Objective —
Rewrite the data between the lines holding "Goal: Detect the navy baseball cap" and "xmin=570 ymin=236 xmax=680 ymax=504", inclusive, with the requests kept, and scale every box coordinate in the answers by 1.3, rounding each to a whole number with halves going up. Leave the numbers in the requests and their format samples unchanged.

Records shown —
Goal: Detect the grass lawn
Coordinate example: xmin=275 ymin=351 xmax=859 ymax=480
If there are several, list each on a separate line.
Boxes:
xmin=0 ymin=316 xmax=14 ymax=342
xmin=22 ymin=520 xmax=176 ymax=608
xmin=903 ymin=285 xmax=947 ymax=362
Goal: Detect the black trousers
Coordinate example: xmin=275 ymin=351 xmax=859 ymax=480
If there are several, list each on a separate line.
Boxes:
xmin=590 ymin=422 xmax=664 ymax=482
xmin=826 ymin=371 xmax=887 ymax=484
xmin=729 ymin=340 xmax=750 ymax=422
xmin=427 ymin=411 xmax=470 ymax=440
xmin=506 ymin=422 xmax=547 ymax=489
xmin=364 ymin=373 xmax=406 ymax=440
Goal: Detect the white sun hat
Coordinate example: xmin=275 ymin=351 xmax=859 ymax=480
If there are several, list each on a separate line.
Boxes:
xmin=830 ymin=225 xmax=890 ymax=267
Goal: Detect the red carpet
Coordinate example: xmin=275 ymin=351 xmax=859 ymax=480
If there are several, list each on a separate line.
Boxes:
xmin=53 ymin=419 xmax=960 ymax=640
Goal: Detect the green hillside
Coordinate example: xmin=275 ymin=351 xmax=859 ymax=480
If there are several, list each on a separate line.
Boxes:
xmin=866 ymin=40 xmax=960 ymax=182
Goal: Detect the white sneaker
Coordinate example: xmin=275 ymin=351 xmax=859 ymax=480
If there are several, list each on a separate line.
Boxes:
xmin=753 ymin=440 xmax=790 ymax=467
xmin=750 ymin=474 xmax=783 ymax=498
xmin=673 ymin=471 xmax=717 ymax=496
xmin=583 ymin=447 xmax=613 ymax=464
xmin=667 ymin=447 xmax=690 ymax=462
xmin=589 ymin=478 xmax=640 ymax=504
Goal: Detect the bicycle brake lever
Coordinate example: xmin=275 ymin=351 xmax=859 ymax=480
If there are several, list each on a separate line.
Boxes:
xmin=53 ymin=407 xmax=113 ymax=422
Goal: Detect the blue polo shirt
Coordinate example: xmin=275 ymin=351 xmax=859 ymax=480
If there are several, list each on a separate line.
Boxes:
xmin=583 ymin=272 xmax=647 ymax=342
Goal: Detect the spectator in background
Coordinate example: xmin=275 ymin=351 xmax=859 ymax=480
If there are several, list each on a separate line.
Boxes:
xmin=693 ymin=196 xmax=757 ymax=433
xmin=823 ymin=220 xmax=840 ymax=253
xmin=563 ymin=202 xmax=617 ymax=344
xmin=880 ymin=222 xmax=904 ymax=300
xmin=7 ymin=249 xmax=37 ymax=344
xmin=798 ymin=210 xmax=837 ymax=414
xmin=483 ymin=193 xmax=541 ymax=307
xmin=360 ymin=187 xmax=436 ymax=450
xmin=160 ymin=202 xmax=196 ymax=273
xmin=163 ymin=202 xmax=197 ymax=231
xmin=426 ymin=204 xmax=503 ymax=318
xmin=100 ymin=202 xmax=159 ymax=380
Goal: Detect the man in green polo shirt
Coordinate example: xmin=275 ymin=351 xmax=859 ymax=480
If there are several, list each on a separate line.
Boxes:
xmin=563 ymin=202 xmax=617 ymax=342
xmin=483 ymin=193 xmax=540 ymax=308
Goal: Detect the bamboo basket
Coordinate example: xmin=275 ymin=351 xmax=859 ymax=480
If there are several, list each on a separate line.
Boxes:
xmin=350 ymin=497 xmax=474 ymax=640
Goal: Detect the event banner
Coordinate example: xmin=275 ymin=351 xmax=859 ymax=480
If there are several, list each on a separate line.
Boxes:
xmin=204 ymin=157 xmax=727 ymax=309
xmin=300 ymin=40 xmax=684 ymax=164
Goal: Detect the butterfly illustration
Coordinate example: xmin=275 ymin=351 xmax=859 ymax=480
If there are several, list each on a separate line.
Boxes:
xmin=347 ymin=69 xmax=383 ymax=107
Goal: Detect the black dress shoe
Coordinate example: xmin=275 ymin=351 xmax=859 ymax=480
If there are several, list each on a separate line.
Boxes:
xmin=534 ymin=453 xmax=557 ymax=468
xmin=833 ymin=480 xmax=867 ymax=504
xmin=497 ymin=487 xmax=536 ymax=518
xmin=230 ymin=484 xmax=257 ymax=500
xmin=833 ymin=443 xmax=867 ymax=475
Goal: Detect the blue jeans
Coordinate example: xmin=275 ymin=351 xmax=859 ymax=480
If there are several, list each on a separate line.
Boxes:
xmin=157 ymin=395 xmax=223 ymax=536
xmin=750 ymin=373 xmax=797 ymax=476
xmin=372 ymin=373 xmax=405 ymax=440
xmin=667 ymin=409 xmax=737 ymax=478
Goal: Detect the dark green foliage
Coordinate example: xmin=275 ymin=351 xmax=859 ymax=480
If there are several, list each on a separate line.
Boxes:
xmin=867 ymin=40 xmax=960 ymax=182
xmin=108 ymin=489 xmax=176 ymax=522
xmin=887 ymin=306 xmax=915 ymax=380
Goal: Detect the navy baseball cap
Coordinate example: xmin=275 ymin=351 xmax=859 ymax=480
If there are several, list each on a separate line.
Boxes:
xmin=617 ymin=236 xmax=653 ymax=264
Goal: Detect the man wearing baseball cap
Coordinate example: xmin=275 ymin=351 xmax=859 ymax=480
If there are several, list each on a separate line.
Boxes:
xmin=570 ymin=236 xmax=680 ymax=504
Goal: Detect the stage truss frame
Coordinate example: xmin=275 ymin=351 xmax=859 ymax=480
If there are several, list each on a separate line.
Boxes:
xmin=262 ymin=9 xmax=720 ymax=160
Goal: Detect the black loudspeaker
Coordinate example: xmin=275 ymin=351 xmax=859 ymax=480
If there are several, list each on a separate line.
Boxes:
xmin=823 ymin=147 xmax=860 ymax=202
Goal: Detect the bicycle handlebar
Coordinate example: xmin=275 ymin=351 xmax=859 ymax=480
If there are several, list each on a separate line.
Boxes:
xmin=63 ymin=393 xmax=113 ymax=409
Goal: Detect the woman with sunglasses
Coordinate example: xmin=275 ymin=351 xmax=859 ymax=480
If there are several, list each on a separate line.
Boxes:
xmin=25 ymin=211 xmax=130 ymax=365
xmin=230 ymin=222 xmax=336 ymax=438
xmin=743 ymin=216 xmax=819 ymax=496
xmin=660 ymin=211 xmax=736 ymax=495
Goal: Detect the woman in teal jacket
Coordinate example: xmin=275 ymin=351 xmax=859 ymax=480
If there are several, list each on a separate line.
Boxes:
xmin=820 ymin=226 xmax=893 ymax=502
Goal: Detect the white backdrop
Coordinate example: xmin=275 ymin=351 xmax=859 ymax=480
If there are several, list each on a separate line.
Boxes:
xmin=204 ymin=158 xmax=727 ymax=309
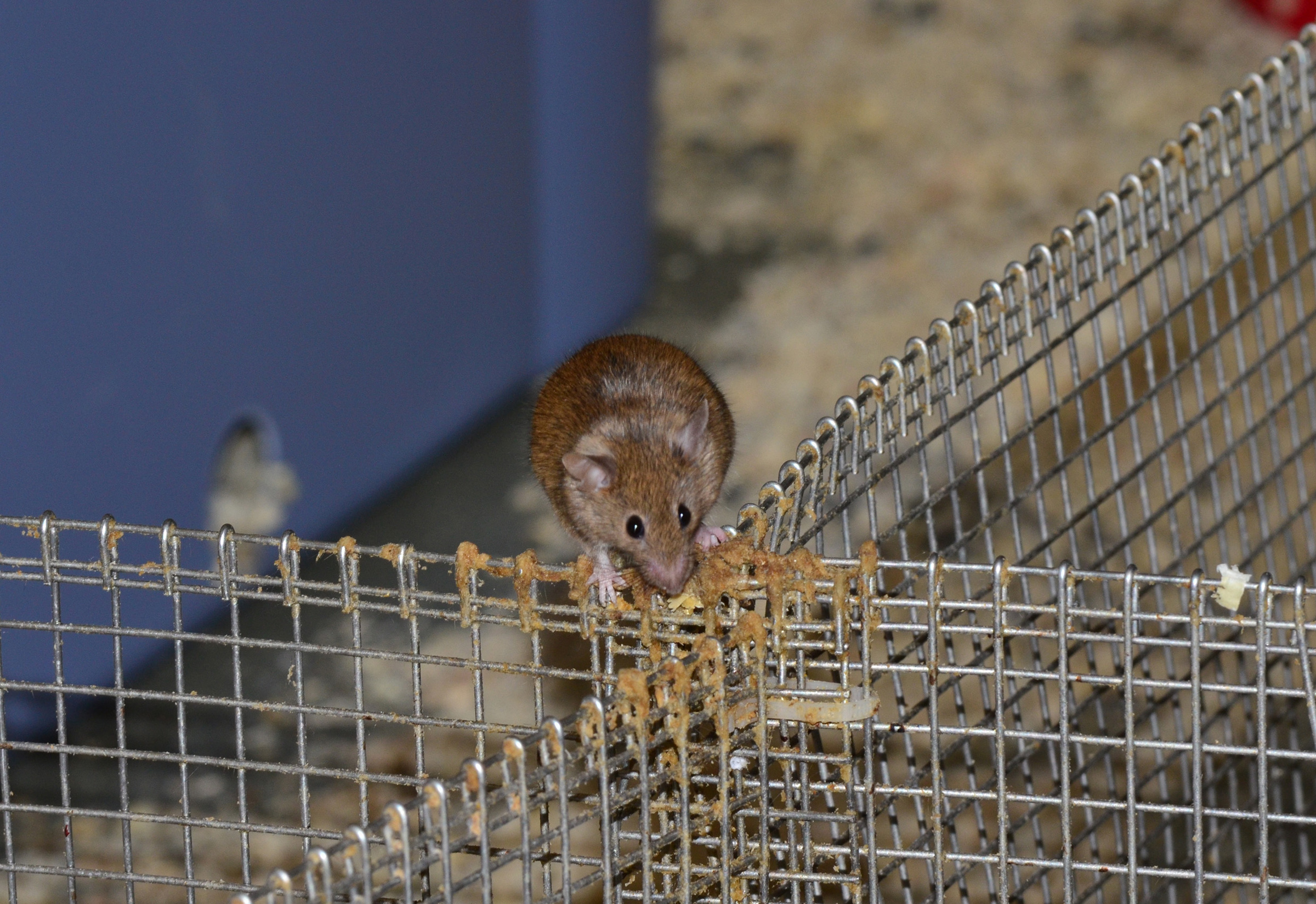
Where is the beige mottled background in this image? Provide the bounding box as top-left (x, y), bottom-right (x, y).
top-left (512, 0), bottom-right (1286, 556)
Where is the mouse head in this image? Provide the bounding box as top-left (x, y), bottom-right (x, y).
top-left (562, 401), bottom-right (721, 594)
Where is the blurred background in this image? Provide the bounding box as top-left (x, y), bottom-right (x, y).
top-left (0, 0), bottom-right (1302, 558)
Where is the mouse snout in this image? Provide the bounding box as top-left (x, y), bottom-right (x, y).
top-left (639, 555), bottom-right (694, 595)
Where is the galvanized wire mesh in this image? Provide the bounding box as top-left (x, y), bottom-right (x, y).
top-left (8, 21), bottom-right (1316, 904)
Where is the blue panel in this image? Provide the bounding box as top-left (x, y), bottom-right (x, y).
top-left (0, 4), bottom-right (534, 533)
top-left (0, 0), bottom-right (649, 732)
top-left (534, 0), bottom-right (651, 368)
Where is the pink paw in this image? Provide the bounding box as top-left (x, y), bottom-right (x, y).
top-left (695, 524), bottom-right (727, 549)
top-left (589, 561), bottom-right (626, 605)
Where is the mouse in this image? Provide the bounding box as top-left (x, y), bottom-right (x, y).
top-left (530, 334), bottom-right (736, 605)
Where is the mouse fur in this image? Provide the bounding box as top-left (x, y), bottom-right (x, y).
top-left (530, 336), bottom-right (736, 599)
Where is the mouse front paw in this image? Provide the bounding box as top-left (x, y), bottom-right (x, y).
top-left (589, 559), bottom-right (626, 605)
top-left (695, 524), bottom-right (727, 549)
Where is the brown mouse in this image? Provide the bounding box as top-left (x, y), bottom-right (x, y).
top-left (530, 336), bottom-right (736, 604)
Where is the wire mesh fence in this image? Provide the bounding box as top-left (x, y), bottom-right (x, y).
top-left (8, 21), bottom-right (1316, 904)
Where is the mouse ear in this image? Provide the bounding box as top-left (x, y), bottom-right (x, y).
top-left (562, 453), bottom-right (617, 493)
top-left (674, 399), bottom-right (708, 458)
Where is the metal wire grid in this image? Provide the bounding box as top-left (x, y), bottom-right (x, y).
top-left (234, 558), bottom-right (1316, 904)
top-left (0, 513), bottom-right (763, 901)
top-left (237, 29), bottom-right (1316, 904)
top-left (758, 27), bottom-right (1316, 589)
top-left (8, 21), bottom-right (1316, 904)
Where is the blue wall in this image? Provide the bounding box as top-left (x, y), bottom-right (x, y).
top-left (0, 0), bottom-right (650, 737)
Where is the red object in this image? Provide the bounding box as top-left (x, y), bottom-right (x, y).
top-left (1240, 0), bottom-right (1316, 37)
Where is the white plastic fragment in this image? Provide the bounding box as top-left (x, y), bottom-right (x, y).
top-left (1215, 565), bottom-right (1251, 612)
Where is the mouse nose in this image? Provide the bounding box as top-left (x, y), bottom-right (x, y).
top-left (641, 555), bottom-right (691, 595)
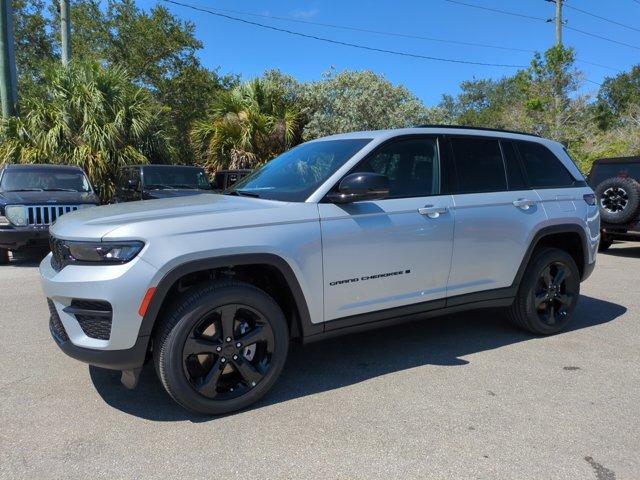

Response below —
Goal: Detect the navy baseball cap
Coordinate example: xmin=275 ymin=351 xmax=859 ymax=480
If there are several, list each on a separate line.
Boxes:
xmin=802 ymin=307 xmax=849 ymax=343
Goal: Detect the man wearing baseball cap
Coordinate example: xmin=275 ymin=351 xmax=859 ymax=480
If there are several, list each on a separate line.
Boxes:
xmin=741 ymin=307 xmax=884 ymax=655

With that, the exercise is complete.